# Source text
::::::::::
SOME/TALK : JONO ROTMAN

Photographer Jono Rotman’s turn of phrase is as crafted in thought as each of his photographs. His most recent body of work, “Mongrel Mob Portraits”, took eight years to create. His subjects sit for the camera without artifice, allowing us a glimpse of people behind the collective identity of one of New Zealand’s most prominent and notorious gangs. His series depicts a unique vein in the tissue of New Zealand society, bringing up questions about national narrative and the perspectives of its inhabitants.

What was it that attracted you to the mongrel mob as a subject matter?

I’m interested in universal themes of the human condition. In New Zealand, such themes tend to be manifest in specific and unique ways. As a New Zealander, I’m most familiar with the New Zealand condition. But I think the underlying currents are common through-out the world. The mob represented to me a particularly focused extreme of what manifests when people are pushed.

Despite the fact your photographs are so inherently New Zealand, and although there are similar gangs in other countries, your photographs have received a lot of attention from publications all over the world. What is it about the photographs that make people everywhere respond to them?

I think there’s a gingerbread house aspect to the iconography and tattoos that is immediately compelling because it’s so visually wild. However, I’m interested in how viewers respond to what’s within the witch’s house. What I am most concerned with expressing or giving people the opportunity to commune with, is the depth of human experience behind the mask. People in gangs often come from environments where there’s difficulty, perhaps violence and often the prison experience. I’m interested in exploring how these sorts of experiences might be revealed in the lineage and topography of the person’s face. The work has been engineered to be those [large format] prints which offer extremely fine details and, I hope, a very visceral interaction is encouraged by such fine detail. Sadly, much of that is lost when the work is viewed online.

With members of the mob wearing Nazi iconography, you’ve mentioned in the past it was done to agitate the white establishment and used as an ironic statement, are you able to talk to us more about this?

I think an ‘ironic statement’ probably understates the spirit behind it, it’s fundamentally an act of war. But it’s using irony and to a degree, vicious satire as well. A fundamental thing, as you say, is to agitate the establishment and certainly when they came around in the sixties and seventies, the Second World War experience and the ideologies and side-taking of that period was still pretty fresh in the nation’s psyche. So to take that iconography was a vastly more violent, in terms of symbolism, response to the establishment than perhaps it might be now. But it’s also a way of basically using the power of your enemies’ symbols and throw it back at them which is in a sense a marital arts move, so there’s that aspect of it. At the more pallid end of the spectrum that’s what punk did in using those symbols also, but I would argue that Mob use is a deeper and more visceral response to those concerns.
::::::::::
# Extracted records
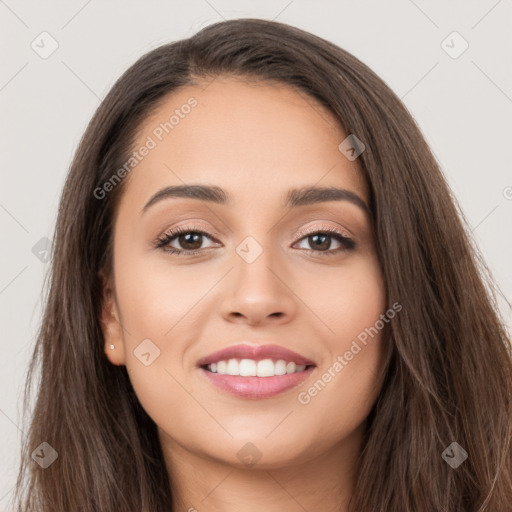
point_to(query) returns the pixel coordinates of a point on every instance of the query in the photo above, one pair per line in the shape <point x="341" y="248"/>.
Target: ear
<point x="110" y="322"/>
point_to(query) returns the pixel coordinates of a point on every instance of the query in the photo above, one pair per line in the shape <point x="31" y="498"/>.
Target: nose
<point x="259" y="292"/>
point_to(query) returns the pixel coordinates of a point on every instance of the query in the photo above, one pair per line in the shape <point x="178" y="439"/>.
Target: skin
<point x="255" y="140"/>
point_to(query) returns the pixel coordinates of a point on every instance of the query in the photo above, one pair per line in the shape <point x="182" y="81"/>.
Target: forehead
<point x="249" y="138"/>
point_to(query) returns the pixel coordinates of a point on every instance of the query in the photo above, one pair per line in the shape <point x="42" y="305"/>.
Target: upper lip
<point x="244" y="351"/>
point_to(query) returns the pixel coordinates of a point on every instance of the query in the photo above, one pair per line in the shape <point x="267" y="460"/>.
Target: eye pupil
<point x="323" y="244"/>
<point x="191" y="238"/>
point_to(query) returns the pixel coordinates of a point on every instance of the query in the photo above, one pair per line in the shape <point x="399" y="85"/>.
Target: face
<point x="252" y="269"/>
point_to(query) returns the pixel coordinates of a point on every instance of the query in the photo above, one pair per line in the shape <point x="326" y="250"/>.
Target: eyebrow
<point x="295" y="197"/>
::::::::::
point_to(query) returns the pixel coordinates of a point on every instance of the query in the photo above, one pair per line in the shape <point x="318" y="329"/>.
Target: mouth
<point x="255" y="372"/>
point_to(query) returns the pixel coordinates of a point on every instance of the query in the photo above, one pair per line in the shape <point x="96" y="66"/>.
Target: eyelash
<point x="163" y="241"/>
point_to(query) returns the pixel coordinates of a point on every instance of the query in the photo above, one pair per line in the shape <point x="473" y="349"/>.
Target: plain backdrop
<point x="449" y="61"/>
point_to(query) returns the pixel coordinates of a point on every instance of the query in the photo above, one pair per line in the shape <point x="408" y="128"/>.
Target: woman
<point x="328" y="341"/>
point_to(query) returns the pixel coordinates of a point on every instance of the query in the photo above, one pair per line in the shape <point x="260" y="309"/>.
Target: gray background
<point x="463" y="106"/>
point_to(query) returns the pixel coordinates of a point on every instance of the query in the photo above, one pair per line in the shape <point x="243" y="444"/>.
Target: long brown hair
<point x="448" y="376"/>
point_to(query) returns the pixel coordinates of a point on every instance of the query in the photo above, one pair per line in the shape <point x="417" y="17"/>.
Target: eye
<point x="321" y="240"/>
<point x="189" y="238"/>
::::::::::
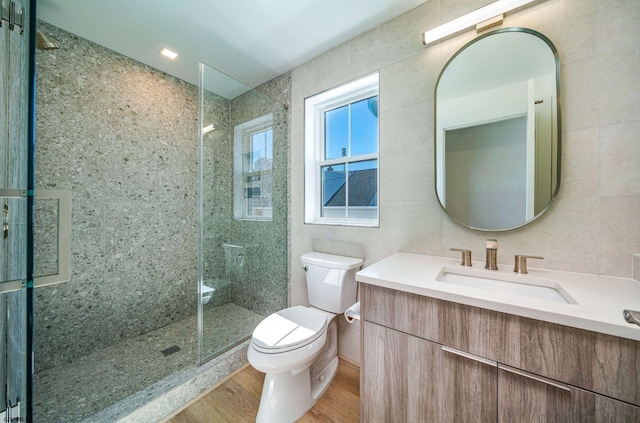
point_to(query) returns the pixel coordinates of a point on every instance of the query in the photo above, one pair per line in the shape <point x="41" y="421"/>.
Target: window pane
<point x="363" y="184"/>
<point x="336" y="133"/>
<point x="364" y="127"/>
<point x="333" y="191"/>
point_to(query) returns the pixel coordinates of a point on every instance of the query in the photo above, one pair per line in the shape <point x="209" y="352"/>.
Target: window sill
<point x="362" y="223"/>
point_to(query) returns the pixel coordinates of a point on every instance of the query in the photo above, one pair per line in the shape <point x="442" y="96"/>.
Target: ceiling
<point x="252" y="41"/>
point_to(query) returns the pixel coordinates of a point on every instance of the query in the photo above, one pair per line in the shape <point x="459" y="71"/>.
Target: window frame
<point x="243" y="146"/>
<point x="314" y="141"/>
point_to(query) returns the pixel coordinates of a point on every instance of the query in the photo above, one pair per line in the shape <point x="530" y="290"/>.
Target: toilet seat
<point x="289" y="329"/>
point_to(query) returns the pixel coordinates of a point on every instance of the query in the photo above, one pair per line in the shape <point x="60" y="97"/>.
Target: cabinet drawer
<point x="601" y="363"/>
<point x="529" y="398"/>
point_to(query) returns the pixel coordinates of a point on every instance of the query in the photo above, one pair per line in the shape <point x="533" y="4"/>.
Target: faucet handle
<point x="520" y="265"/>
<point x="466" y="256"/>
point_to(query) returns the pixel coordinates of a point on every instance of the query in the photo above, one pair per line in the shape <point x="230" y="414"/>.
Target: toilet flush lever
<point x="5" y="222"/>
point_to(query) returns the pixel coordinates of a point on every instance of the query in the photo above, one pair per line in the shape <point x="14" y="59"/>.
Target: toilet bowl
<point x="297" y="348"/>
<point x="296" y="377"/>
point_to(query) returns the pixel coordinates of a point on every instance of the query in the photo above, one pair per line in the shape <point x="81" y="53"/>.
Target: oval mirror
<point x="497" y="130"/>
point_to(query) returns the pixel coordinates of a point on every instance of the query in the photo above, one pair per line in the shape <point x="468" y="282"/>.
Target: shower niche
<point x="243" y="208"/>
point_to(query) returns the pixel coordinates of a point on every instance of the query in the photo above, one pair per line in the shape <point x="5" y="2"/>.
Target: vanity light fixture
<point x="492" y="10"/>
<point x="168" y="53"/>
::::::::::
# Exercise brief
Answer these questions about the Jono Rotman interview:
1. How many years did "Mongrel Mob Portraits" take to create?
2. What kind of aspect does Rotman say the iconography and tattoos have?
3. In which decades does Rotman say the mob came around?

# Exercise answer
1. Eight years.
2. A gingerbread house aspect.
3. The sixties and seventies.